REQUIREMENTS: Can you quote exactly the stretch of lines from the one with "of the brown" through the final line of the material, both ends included?

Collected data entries
--- Begin ---

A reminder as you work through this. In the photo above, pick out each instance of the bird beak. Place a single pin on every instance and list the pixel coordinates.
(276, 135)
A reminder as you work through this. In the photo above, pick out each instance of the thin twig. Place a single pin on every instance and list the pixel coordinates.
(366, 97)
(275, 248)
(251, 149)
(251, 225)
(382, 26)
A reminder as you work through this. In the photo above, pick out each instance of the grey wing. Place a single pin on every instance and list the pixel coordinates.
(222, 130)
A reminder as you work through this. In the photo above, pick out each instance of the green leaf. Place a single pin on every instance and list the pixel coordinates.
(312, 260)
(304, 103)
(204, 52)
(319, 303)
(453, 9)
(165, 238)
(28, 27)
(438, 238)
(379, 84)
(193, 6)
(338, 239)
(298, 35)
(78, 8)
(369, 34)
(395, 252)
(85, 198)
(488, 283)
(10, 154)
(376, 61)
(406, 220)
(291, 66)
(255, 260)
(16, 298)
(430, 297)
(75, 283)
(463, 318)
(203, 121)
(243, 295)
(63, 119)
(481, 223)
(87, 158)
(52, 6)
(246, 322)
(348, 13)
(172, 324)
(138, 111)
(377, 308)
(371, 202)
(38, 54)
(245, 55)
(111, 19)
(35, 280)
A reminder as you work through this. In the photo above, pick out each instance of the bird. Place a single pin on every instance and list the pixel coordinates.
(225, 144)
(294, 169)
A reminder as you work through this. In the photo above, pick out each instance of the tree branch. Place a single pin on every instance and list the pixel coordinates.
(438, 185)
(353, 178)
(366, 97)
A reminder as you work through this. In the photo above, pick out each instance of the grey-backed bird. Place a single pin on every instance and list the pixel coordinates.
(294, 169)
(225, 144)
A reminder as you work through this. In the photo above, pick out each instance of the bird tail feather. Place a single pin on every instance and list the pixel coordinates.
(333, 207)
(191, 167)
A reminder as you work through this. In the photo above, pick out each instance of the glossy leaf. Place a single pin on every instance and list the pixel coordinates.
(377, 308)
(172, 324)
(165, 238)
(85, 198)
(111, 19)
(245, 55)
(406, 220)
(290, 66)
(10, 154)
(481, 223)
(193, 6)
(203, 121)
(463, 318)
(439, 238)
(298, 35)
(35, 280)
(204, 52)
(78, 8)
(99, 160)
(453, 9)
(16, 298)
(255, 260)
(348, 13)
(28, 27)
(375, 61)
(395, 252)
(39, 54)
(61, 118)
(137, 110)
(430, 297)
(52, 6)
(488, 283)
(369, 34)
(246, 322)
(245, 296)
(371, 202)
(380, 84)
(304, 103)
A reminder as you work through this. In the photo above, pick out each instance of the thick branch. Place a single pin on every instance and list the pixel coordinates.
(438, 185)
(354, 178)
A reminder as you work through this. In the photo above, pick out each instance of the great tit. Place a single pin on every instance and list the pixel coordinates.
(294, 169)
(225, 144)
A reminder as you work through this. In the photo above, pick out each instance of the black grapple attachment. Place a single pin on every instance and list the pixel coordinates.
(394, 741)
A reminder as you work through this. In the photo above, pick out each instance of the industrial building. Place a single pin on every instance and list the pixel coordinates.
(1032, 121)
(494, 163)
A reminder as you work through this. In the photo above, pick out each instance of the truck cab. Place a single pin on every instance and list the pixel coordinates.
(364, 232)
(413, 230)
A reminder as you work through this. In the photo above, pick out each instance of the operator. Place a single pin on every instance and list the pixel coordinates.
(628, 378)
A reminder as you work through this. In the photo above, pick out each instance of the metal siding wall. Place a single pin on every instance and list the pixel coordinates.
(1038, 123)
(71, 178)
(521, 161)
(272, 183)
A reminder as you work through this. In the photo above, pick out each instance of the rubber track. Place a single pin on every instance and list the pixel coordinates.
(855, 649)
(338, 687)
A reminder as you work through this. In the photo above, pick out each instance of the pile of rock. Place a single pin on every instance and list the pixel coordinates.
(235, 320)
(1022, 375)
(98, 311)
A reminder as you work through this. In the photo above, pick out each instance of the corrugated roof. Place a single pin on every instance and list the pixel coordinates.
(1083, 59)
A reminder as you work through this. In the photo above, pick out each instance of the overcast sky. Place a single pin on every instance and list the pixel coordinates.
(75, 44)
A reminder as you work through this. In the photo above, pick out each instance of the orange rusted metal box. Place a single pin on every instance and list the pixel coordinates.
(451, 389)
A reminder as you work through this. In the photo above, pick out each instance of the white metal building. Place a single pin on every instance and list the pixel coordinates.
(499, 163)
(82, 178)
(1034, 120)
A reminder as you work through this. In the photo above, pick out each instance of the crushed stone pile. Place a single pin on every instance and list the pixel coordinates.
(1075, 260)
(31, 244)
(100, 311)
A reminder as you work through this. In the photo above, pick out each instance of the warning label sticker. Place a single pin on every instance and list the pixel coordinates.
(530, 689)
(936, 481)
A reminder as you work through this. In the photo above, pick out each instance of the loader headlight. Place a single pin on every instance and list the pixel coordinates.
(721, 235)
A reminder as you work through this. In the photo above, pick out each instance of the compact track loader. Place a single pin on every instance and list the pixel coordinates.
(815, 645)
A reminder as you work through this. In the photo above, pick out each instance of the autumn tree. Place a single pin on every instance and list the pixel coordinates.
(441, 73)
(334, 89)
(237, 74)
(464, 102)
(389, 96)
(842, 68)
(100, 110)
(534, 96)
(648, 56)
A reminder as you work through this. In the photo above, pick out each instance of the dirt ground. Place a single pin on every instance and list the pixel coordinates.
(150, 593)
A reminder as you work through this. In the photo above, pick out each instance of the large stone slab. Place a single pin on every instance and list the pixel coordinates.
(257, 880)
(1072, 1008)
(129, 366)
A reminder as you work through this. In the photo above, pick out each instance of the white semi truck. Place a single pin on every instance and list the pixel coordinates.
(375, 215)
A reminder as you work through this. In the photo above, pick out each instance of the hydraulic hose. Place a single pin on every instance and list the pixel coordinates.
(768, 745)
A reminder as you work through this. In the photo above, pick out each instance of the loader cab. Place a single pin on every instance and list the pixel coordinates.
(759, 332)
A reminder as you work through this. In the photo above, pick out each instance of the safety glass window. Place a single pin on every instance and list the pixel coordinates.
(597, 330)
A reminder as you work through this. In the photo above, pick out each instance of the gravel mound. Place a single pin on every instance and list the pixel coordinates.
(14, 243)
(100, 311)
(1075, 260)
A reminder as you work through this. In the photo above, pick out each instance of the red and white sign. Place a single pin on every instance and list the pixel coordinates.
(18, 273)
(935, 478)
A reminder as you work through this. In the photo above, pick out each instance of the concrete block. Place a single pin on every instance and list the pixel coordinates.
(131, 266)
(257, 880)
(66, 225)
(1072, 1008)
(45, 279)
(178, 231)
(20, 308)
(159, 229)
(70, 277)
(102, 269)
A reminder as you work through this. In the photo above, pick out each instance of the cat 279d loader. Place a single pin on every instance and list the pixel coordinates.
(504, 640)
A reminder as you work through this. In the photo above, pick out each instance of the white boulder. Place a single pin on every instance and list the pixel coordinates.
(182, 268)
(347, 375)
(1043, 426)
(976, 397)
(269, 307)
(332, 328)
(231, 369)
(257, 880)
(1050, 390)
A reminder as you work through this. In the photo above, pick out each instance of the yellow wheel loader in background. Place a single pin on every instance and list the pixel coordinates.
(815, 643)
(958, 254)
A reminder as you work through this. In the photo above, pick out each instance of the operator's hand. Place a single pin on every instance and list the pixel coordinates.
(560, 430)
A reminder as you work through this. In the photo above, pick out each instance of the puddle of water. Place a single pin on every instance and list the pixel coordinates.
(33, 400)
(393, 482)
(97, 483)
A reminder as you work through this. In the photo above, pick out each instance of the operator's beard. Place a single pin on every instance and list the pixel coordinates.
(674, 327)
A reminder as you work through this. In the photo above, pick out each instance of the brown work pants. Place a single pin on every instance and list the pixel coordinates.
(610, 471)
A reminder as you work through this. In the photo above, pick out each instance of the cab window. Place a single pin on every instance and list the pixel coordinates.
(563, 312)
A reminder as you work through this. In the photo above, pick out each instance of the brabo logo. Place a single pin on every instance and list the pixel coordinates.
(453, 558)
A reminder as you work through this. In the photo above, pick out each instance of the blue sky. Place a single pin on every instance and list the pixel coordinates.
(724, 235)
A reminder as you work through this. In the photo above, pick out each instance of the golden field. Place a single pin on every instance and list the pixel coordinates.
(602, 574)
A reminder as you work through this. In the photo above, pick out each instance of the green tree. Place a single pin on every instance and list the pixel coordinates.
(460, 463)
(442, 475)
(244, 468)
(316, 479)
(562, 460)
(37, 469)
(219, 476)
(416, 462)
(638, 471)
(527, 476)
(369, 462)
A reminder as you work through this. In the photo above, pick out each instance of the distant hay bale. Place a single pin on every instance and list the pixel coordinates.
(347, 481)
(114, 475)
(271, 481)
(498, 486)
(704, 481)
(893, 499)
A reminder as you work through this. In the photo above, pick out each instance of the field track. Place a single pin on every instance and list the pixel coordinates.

--- End ---

CORRECT ANSWER:
A reminder as you work through this. In the photo above, pick out each instance of the brown work pants. Place a single pin on every instance and list the pixel coordinates.
(610, 471)
A reminder as you work through this. In the photo above, pick out each instance of the cab window. Place a single pin on every instance and list the pixel coordinates.
(563, 312)
A reminder as you work through this. In the photo above, pick out each instance of the brabo logo. Place a single pin on every instance and list the pixel coordinates.
(453, 558)
A reminder as you work through this. In the photo above, pick out each instance of the blue sky. Place a single pin on every instance and list the pixel coordinates.
(724, 235)
A reminder as you work through this. In the photo above, pick out each instance of the golden field. Place a single pin on every instance and list the pixel coordinates.
(602, 574)
A reminder as you work through this. In the photo above, pick out each instance of the green tree. Place a single pin on every instance and list the pixel coordinates.
(460, 463)
(442, 475)
(244, 468)
(316, 479)
(562, 460)
(37, 469)
(219, 476)
(416, 462)
(638, 471)
(527, 476)
(369, 462)
A reminder as you work through this. In the photo above, pick out each instance of the distant hay bale. Place a single pin on every instance and list the pixel coordinates.
(347, 481)
(114, 475)
(271, 481)
(498, 486)
(704, 481)
(893, 499)
A reminder as you work through this. In the photo above, pick out each instance of the field track. Place a single pin on every instance and list the pixel coordinates.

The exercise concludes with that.